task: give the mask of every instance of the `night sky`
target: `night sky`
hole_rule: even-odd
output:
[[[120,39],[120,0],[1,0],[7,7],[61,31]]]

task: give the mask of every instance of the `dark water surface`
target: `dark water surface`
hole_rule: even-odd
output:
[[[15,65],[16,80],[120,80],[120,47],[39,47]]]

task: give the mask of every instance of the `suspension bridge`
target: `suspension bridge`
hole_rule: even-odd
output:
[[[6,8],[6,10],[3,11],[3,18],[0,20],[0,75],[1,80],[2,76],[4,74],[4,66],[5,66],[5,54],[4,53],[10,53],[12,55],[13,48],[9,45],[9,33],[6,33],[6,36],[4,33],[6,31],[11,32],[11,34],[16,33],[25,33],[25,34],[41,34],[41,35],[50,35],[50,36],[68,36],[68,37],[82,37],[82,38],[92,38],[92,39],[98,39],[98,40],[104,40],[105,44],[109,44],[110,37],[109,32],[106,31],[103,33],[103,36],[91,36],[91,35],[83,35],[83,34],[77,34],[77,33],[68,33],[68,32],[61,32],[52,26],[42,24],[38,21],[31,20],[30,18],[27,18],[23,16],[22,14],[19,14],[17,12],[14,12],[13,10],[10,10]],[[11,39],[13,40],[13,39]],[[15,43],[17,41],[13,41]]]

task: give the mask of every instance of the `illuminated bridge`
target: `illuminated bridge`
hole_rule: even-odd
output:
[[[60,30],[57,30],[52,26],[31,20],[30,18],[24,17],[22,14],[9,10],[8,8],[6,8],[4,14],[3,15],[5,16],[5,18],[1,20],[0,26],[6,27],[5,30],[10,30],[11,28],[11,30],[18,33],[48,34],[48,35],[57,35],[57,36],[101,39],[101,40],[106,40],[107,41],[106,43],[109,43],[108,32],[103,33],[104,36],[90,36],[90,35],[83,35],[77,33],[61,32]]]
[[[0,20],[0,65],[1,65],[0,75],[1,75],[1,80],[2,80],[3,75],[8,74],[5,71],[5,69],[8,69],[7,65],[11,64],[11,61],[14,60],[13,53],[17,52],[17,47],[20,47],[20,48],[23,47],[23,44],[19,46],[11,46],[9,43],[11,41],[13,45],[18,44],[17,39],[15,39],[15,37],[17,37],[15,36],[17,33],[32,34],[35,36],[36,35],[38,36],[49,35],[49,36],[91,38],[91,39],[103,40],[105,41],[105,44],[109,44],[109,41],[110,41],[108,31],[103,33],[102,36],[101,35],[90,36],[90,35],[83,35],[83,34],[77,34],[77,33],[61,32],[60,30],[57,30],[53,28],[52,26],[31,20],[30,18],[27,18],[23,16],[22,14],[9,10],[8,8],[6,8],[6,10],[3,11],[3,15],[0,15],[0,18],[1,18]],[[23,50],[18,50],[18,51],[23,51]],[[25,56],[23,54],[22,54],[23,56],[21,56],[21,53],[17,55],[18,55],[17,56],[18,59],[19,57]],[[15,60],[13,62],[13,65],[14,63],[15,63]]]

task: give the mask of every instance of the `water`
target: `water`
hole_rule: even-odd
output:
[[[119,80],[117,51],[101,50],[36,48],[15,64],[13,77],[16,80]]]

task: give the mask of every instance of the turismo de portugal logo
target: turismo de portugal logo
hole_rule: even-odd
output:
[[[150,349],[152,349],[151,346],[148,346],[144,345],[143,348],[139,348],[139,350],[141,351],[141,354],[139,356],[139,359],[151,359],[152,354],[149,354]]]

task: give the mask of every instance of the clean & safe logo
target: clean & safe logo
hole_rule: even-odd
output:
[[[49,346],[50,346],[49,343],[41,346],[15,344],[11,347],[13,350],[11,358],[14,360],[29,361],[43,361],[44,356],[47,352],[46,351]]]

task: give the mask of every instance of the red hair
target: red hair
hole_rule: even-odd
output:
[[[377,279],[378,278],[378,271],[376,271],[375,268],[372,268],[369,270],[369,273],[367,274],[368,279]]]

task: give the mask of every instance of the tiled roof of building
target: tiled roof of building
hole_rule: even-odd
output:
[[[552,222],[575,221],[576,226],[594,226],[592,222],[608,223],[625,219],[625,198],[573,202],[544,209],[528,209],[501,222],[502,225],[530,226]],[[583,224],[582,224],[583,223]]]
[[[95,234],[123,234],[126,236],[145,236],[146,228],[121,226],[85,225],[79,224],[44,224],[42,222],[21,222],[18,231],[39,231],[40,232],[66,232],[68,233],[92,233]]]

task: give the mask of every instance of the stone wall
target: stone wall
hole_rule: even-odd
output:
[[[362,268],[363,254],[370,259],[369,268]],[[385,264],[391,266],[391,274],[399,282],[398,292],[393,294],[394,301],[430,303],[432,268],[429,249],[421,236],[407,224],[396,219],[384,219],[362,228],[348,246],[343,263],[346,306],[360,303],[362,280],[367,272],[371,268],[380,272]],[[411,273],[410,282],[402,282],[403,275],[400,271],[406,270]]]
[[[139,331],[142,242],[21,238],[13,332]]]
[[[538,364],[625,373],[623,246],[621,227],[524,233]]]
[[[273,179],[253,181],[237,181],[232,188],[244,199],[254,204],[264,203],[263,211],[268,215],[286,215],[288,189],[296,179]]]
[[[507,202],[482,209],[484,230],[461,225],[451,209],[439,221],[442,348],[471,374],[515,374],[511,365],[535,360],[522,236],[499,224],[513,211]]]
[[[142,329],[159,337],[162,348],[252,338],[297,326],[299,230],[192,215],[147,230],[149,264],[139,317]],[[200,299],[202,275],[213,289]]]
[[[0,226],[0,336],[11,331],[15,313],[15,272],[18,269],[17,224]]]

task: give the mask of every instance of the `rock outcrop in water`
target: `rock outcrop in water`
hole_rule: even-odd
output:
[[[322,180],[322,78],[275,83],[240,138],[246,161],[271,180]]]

# ARBEITSANWEISUNG
Zähle die Zeilen der Einträge, in denen das Wort „mask“ vorkommt, und nenne nur die Anzahl.

# ERGEBNIS DER ÜBUNG
11